Check your understanding:
- 1) In the text on opioid treatment, what share of individuals involved in the criminal justice system received treatment using buprenorphine or methadone, according to the recent study?
- 2) Please say whether each statement agrees with the text on opioid treatment, answering yes or no and quoting the deciding words: (a) More than 1,700 people died of a drug overdose in Indiana in 2017. (b) Methadone is known by the brand name Vivitrol. (c) Opioids account for more than 80% of overdose deaths.
- 3) From the text on opioid treatment, copy everything from "In 2017, more" down to "of overdose deaths.".

Exercise text:

========================

Alex Cohen is the Director of Learning and Evaluation for the Richard M. Fairbanks Foundation.


In 2017, more than 1,700 people died of a drug overdose in Indiana—an all-time high. This surge in overdose deaths has been driven by opioids, which now account for more than 80% of overdose deaths.

Along with effective substance use prevention and harm reduction strategies, properly addressing the opioid epidemic requires ensuring access to effective treatment for individuals with opioid use disorder.

That includes those in the criminal justice system.

A large share of individuals in prisons and jails have misused opioids, and it’s estimated that 24%-36% of all heroin addicts pass through the criminal justice system each year. This suggests that prisons and jails represent a critical opportunity to provide treatment for opioid use disorder.

Yet access to medication-assisted treatment, or MAT, the “gold standard” for treating opioid use disorder, is low among those in the criminal justice system. Buprenorphine, better known as Suboxone, and methadone are two forms of MAT. According to a recent study, only 5 percent of individuals involved in the criminal justice system received treatment using buprenorphine or methadone, compared to 41 percent outside. This is despite ample evidence demonstrating the effectiveness of MAT among individuals in jails and prison.

Increasingly, many jails and prisons are providing access to only one form of MAT upon release—naltrexone, known by the brand name Vivitrol—in large part due to the misguided belief that use of buprenorphine and methadone is simply “substituting one drug for another.” But the best practice is to allow doctors the option to prescribe all three forms of MAT, including buprenorphine and methadone.

========================

Given data:
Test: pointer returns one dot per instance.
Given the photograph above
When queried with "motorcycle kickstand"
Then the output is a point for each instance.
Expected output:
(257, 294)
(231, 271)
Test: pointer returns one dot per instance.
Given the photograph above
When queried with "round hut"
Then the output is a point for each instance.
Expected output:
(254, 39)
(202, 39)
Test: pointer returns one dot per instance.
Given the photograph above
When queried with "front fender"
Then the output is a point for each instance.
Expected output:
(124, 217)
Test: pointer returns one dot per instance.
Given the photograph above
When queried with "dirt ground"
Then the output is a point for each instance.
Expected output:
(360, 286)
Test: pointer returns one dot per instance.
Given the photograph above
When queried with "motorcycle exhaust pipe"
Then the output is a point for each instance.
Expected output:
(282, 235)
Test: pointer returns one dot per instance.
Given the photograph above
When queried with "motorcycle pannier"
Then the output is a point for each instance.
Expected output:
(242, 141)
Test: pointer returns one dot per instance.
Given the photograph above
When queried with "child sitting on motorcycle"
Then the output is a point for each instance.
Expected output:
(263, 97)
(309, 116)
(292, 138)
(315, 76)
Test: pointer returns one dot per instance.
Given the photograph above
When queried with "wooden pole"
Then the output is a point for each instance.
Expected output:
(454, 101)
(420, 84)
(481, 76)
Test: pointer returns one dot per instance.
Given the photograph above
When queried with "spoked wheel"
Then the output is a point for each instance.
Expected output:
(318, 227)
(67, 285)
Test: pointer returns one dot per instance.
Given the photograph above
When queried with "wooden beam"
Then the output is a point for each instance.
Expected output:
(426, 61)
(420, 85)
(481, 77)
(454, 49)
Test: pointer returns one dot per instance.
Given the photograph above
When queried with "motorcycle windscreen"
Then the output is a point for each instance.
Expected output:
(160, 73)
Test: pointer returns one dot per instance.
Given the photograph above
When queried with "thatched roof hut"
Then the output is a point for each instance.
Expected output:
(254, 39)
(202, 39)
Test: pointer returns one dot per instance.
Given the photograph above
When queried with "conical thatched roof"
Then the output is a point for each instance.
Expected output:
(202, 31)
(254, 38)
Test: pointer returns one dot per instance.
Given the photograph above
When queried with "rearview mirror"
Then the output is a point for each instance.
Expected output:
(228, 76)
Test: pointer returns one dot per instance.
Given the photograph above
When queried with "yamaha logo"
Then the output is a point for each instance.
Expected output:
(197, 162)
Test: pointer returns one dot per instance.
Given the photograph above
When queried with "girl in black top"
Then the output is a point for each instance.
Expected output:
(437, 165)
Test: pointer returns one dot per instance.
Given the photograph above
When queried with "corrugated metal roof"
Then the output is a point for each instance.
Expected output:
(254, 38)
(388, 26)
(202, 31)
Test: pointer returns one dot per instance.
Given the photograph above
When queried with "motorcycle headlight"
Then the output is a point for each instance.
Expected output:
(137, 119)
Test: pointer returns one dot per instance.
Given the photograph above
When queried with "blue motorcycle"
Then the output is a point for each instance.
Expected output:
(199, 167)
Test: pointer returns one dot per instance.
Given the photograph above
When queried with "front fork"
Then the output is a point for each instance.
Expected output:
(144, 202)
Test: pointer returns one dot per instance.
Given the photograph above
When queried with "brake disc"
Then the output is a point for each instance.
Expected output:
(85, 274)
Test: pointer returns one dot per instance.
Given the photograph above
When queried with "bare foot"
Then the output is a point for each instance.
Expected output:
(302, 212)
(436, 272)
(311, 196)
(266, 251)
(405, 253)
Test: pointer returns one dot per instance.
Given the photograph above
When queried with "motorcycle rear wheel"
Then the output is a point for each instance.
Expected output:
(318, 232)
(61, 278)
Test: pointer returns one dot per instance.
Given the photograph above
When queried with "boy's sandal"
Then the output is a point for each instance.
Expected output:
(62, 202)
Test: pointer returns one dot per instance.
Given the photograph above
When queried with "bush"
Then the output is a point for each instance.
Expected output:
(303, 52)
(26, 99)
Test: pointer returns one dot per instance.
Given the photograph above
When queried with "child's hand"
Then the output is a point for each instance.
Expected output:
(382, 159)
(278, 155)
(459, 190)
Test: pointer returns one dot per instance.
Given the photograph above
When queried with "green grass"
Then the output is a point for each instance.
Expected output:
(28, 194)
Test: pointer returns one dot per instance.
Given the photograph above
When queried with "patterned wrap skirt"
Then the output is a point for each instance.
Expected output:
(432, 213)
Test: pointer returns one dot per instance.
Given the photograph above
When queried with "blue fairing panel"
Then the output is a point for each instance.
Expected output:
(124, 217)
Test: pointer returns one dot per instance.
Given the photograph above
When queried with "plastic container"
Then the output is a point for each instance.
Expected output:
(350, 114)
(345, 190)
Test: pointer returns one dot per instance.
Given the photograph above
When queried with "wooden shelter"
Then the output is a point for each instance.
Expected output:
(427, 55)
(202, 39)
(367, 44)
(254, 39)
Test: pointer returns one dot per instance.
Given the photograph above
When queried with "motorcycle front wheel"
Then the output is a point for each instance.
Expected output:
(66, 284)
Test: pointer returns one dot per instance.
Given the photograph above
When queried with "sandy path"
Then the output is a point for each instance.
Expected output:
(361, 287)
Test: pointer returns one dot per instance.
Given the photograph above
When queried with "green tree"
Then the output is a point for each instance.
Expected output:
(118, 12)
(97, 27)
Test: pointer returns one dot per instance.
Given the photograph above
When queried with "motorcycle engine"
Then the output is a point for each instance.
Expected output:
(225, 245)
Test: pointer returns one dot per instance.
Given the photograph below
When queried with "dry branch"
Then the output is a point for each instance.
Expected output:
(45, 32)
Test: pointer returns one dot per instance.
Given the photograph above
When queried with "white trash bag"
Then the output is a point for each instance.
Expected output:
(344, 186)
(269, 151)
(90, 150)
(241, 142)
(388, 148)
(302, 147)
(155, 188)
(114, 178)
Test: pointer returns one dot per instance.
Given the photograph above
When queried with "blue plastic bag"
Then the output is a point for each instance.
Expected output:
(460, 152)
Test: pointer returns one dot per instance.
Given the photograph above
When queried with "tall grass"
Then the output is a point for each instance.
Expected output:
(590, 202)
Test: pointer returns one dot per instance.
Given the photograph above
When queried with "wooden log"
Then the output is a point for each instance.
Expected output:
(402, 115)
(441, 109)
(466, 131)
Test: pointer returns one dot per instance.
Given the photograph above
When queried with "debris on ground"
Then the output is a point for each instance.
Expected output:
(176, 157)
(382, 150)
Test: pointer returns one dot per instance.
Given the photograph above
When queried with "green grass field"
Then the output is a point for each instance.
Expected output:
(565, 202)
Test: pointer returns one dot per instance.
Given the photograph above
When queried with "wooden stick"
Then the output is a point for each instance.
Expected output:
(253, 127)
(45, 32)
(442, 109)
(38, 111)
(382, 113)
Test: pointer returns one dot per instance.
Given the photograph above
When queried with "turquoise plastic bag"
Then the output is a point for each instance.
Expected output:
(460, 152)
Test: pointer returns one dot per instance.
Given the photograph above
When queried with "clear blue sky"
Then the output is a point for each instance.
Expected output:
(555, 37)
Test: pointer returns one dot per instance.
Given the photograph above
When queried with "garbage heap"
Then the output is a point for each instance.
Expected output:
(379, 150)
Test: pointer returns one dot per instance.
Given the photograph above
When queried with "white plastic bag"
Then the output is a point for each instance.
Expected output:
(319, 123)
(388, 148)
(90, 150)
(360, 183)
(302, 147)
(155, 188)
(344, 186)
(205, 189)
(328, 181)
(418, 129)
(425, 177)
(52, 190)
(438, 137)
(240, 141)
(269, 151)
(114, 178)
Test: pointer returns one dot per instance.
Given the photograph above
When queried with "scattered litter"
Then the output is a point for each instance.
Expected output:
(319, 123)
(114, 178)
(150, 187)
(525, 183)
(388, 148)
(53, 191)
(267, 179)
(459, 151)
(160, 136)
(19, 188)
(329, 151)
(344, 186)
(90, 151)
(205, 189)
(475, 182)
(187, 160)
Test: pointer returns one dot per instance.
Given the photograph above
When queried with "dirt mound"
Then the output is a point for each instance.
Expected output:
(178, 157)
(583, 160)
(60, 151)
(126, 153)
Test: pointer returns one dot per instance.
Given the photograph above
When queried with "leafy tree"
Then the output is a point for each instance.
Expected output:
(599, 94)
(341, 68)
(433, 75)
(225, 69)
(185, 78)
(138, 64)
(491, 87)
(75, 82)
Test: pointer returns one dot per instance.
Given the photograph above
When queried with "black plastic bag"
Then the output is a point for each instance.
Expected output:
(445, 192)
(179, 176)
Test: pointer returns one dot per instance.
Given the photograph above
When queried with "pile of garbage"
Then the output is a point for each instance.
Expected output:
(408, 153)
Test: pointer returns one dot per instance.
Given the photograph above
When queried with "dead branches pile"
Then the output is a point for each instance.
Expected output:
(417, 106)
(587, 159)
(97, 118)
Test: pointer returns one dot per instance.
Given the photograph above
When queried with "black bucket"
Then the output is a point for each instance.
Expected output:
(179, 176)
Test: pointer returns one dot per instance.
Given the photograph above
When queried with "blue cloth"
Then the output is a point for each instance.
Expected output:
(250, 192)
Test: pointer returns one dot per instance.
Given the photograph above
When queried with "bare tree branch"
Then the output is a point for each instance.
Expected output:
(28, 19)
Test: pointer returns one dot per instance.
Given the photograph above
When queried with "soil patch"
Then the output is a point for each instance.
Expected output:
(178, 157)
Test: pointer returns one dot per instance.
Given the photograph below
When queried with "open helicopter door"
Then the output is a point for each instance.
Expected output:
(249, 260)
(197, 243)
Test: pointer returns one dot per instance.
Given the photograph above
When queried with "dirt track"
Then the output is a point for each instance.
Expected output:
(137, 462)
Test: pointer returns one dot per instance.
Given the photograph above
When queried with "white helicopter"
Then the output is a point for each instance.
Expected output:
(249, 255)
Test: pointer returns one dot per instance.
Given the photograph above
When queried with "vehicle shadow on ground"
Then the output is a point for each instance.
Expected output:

========================

Answer list:
- 1) Only 5 percent.

- 2)
(a) Yes: "In 2017, more than 1,700 people died of a drug overdose in Indiana—an all-time high."
(b) No: "naltrexone, known by the brand name Vivitrol"
(c) Yes: "opioids, which now account for more than 80% of overdose deaths."

- 3)
In 2017, more than 1,700 people died of a drug overdose in Indiana—an all-time high. This surge in overdose deaths has been driven by opioids, which now account for more than 80% of overdose deaths.